Stored items from a collection:

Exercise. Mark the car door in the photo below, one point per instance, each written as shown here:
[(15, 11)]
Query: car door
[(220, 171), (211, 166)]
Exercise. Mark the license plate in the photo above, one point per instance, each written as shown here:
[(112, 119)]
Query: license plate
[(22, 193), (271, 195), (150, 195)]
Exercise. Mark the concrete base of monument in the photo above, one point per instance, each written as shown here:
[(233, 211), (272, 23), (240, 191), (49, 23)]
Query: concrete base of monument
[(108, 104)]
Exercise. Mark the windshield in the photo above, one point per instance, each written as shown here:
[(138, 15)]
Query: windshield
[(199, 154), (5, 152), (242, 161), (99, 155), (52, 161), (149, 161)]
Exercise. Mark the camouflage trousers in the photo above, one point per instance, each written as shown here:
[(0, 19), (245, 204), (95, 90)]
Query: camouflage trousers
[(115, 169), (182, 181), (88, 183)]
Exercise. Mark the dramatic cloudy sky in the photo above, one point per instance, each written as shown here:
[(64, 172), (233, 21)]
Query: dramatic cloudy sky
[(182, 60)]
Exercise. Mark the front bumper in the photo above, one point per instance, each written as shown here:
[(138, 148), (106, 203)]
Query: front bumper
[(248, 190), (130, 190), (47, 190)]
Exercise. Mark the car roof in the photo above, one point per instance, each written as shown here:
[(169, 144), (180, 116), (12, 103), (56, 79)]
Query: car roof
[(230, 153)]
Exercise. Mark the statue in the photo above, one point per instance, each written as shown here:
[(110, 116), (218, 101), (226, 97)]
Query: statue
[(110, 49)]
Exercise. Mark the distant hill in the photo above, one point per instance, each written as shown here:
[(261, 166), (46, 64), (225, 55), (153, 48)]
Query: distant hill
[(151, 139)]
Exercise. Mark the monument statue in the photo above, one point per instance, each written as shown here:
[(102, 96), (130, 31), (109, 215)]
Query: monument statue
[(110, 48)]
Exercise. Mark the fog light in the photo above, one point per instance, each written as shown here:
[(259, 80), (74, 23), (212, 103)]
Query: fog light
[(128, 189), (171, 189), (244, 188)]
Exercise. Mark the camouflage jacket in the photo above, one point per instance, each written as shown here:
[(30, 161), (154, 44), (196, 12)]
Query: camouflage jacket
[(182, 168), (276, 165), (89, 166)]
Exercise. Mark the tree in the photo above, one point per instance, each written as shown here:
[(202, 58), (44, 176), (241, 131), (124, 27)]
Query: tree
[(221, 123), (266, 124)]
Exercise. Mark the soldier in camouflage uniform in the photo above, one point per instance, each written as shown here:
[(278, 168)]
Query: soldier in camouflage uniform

## WHAT YOU WILL DO
The word to find is "uniform". Copy every line of the data that holds it.

## EXERCISE RESULT
Exercise. Mark the soldier in camouflage uniform in the photo above, one point per instance, each written as shown here:
Query: soldier in camouflage uniform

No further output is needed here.